EXERCISE PASSAGE:
- Opening Delimiter -

The Obama administration wanted Republican states to accept the health law’s Medicaid expansion pretty much as is. Republicans wanted Medicaid money in no-strings block grants.
Arkansas has broached what could be a deal-making compromise, giving Washington the increased coverage for the poor it wants and Republicans something that looks less like government and more like business.
Florida, Nebraska and other Republican-heavy states have taken a look. Some think the Arkansas model, passed by a Republican legislature and signed by Democratic Gov. Mike Beebe last week, could erode resistance in some 30 red states and eventually prompt similar programs elsewhere. And because the federal government has put no deadlines on Medicaid expansion, other states will be able to watch what happens in Arkansas and see if they want to adopt a similar idea.
While the plan brings what many see as advantages for patients, it also raises difficult questions of cost and implementation. KHN reporter Jay Hancock talked to experts to learn the implications for consumers and taxpayers.
Q: What’s the Medicaid expansion and what is the Arkansas plan?

- Closing Delimiter -

REQUIRED ACTIONS:
1 > Answer these questions using the Arkansas Medicaid passage.
(a) What form did Republicans want Medicaid money to take?
(b) Which governor signed the Arkansas model, and what party is he from?
(c) Which KHN reporter talked to experts about the plan's implications?
2 > Write the next part of the Arkansas Medicaid passage, picking up after its final line.

MATERIAL SUPPLIED:

- Opening Delimiter -

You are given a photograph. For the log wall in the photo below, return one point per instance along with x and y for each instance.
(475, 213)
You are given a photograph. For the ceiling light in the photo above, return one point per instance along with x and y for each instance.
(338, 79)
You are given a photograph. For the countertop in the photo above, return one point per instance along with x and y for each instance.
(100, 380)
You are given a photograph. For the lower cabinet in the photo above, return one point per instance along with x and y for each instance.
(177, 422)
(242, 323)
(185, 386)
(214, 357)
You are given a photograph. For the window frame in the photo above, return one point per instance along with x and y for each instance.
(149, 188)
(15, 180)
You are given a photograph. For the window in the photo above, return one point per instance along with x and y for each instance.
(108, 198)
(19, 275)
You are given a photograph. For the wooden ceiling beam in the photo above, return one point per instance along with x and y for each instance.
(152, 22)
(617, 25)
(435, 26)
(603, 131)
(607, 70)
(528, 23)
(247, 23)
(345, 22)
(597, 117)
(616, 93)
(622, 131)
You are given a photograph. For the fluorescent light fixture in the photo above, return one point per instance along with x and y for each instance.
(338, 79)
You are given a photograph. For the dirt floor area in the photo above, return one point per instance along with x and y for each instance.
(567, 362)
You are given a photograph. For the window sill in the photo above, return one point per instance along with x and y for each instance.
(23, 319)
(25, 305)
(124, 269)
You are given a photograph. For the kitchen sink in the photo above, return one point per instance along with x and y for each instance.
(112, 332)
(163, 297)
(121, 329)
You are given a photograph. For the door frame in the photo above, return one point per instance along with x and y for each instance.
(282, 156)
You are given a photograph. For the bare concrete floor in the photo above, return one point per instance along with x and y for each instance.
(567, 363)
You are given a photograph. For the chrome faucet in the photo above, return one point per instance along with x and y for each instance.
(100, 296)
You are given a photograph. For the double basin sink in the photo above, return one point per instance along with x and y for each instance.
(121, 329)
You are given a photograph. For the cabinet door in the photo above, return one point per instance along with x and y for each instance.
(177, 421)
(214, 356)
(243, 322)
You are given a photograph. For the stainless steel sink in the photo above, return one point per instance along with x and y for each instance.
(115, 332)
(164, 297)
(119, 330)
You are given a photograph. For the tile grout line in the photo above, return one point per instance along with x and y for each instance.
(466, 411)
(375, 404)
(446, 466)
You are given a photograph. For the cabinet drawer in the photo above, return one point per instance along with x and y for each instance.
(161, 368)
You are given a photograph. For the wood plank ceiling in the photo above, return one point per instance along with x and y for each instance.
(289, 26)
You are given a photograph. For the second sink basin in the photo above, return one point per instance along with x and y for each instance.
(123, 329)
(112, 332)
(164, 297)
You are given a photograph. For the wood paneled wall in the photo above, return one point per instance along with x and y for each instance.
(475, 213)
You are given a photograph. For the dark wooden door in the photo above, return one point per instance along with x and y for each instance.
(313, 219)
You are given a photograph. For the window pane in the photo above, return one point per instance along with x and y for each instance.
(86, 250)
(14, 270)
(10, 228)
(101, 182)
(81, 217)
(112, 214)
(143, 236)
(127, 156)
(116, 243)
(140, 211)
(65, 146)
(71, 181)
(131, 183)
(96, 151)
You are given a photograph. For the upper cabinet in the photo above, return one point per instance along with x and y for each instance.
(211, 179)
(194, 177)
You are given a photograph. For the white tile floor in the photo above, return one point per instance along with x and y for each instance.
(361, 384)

- Closing Delimiter -

OUTPUTS BY TASK:
1 >
(a) No-strings block grants.
(b) Mike Beebe, a Democrat.
(c) Jay Hancock.

2 >
A: Expanding the Medicaid program accounted for more than half of the 30 million or so uninsured people who were supposed gain coverage through the Affordable Care Act. The Supreme Court’s decision making Medicaid expansion optional, combined with red-state reluctance, have reduced chances of reaching the coverage targets.
Arkansas would let newly eligible Medicaid beneficiaries shop for insurance policies along with other consumers in the online marketplaces, also known as exchanges, created by the health law. Arkansas House Speaker Davy Carter, a Republican, called the idea “a conservative alternative to the policy forced upon us by the federal government.”
Q: How is the Arkansas proposal different from traditional Medicaid?
A: Medicaid is a combined federal and state program for low-income and disabled people that for many years paid health care providers for each procedure as well as each doctor and hospital visit. Recently most Medicaid treatment has shifted to managed-care plans run by private insurance companies with incentives to keep costs down. Arkansas takes the privatization idea a step further by letting many Medicaid consumers shop for the same commercial insurance available to those who aren’t eligible for the program.
“The menu of options is going to look the same” for eligible Medicaid consumers as for anybody else buying through the online marketplaces, said Matt Salo, executive director of the National Association of Medicaid Directors. “Access to physicians is going to look the same.”
Q: What are the advantages?
Commercial insurers’ doctor networks are generally wider than Medicaid networks. Entrée for Medicaid patients could improve access to care and prevent minor illnesses from spiraling into expensive hospitalizations.
It could also reduce care disruptions for those whose incomes fluctuate, shifting them between Medicaid and the subsidized exchanges.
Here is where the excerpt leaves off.